The span to repeat in the listing below runs from the line containing "calendula flower, writing one line per instance." to the line containing "stem, writing one line per instance.", inclusive. Repeat it exactly, and only it.

> [DATA FOR ANALYSIS]:
---+---

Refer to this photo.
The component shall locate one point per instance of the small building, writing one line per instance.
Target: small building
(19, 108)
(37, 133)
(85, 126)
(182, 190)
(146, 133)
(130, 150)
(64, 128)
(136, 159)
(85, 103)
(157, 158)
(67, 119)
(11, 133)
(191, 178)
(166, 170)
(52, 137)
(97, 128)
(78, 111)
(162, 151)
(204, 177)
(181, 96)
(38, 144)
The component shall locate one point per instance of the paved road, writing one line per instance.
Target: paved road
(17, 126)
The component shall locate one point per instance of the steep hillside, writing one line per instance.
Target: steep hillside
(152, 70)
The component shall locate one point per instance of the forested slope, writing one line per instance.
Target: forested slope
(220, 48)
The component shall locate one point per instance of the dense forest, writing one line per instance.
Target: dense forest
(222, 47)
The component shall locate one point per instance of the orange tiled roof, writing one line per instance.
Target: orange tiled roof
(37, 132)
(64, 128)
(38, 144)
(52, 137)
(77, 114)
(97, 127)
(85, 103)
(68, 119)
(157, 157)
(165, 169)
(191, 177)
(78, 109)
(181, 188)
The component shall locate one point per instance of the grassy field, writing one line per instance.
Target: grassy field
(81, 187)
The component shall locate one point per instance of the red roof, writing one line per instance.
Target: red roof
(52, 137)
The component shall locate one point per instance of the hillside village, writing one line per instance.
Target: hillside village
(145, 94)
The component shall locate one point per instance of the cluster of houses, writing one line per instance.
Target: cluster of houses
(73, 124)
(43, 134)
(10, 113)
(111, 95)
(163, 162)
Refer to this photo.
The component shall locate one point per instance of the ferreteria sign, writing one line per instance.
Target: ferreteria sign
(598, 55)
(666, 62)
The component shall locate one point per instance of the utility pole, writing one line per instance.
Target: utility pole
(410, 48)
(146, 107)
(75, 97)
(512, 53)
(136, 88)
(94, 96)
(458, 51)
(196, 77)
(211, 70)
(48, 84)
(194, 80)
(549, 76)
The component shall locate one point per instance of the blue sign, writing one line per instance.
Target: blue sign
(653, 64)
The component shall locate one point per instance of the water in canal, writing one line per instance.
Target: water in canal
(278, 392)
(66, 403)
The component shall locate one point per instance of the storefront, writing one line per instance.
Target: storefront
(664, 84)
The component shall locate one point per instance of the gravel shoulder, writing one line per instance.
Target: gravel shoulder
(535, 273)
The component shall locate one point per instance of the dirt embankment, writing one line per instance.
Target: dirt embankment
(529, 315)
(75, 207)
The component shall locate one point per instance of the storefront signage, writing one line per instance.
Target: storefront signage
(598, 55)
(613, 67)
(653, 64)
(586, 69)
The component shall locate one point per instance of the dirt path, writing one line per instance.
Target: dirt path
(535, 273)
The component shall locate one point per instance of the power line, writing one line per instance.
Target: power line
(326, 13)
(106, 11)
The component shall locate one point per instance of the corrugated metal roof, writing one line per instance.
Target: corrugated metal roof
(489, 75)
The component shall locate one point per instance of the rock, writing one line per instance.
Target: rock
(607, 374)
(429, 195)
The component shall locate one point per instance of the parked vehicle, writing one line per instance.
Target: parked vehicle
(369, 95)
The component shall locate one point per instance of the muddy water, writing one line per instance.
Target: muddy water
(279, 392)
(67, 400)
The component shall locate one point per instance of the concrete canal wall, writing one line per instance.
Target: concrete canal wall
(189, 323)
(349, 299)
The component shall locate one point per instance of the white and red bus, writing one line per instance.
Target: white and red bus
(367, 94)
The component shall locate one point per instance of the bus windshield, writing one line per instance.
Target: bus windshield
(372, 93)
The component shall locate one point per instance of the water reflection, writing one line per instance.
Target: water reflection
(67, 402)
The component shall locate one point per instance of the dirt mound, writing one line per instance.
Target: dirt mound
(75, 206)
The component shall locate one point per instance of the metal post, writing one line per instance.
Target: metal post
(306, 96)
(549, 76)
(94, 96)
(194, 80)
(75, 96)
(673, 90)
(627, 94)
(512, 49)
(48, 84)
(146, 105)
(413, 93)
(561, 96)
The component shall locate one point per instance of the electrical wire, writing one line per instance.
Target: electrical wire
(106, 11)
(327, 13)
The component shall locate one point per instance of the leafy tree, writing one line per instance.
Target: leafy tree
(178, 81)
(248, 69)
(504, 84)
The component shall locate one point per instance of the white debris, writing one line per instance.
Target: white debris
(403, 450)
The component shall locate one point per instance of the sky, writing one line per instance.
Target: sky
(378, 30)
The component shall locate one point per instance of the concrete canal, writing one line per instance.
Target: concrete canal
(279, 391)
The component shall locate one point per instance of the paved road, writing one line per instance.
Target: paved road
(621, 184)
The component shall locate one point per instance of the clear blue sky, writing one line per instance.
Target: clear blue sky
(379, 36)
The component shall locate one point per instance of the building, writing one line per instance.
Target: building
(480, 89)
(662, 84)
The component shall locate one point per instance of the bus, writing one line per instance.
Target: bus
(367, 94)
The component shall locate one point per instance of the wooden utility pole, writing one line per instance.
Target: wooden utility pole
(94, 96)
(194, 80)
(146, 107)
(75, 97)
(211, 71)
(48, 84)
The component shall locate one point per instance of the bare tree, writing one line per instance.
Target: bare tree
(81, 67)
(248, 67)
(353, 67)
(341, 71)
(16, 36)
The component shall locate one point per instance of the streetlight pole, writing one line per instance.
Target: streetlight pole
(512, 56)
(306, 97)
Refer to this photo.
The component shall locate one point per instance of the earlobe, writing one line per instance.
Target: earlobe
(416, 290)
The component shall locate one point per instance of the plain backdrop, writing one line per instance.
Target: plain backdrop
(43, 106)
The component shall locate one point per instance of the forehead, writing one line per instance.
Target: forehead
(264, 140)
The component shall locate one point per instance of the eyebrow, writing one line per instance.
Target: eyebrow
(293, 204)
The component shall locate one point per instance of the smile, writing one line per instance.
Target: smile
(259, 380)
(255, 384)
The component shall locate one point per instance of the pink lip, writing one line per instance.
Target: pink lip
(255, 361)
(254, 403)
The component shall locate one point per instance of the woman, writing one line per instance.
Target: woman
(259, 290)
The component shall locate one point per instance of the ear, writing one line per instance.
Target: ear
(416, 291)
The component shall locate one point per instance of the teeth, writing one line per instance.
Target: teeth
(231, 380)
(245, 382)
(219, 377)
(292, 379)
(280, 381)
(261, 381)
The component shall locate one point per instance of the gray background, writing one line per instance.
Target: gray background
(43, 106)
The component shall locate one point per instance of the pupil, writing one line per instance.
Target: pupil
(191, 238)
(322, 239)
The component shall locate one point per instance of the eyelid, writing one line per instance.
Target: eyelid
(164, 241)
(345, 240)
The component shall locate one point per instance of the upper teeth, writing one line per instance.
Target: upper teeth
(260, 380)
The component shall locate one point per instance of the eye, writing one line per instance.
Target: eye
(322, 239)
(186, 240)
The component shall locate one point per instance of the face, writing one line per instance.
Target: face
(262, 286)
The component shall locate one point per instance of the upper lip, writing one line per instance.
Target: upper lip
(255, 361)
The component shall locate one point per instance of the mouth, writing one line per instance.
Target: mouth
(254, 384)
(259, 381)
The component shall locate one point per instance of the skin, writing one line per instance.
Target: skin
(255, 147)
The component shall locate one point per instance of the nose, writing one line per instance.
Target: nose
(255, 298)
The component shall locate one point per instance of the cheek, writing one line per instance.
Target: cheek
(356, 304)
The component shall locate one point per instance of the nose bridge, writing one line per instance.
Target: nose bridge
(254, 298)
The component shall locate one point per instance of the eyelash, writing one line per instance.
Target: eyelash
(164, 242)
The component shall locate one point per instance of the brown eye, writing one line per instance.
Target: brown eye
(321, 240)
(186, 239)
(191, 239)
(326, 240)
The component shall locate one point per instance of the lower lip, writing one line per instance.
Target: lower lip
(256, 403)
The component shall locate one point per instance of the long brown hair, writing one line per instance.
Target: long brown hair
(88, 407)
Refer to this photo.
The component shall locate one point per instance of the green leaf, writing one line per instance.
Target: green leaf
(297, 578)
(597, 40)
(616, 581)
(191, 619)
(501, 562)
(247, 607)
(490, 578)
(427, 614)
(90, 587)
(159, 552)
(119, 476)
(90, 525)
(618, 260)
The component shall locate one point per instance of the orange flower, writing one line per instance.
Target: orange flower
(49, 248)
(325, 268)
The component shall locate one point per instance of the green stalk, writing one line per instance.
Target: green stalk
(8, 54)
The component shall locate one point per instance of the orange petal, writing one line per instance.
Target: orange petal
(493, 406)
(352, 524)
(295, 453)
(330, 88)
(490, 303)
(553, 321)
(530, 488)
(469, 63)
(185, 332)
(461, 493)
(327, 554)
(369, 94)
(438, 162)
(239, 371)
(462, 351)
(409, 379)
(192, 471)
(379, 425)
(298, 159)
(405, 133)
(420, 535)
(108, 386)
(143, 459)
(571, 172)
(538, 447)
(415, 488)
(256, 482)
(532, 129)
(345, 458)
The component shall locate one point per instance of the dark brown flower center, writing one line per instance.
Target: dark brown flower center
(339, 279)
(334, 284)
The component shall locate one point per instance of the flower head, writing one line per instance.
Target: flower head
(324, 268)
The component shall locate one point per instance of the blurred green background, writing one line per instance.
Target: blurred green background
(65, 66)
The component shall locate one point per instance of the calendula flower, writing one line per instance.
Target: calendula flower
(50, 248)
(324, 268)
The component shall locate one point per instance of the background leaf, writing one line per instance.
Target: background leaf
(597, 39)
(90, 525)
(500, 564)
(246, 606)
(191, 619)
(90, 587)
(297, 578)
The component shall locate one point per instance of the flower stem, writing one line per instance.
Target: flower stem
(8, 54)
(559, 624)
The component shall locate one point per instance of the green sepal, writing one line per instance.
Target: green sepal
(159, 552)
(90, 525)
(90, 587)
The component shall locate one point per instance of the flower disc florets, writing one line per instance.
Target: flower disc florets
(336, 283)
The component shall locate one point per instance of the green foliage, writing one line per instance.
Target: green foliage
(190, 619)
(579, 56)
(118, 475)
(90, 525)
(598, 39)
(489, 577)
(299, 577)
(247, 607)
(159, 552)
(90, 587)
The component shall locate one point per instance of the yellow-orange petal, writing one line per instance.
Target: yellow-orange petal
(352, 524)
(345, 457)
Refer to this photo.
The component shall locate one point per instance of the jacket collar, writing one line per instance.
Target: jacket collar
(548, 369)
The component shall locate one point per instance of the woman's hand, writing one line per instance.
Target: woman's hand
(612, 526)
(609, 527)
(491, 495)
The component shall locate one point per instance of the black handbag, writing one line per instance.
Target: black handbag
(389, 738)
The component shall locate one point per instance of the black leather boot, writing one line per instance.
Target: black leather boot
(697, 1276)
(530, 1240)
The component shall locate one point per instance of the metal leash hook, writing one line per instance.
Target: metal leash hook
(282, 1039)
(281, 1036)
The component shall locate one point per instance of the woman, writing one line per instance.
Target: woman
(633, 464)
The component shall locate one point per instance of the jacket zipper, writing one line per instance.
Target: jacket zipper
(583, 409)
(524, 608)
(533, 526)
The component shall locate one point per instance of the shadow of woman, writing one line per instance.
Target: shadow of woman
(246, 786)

---+---

> [RESPONSE AREA]:
The component shall locate one point per instance of the calendula flower, writing one line per instance.
Target: calendula flower
(50, 248)
(324, 268)
The component shall locate one point per instance of the background leaf, writing one line per instance.
Target: background leaf
(597, 39)
(90, 525)
(500, 564)
(246, 606)
(191, 619)
(90, 587)
(297, 578)
The component shall locate one point per instance of the flower stem, writing one line per instance.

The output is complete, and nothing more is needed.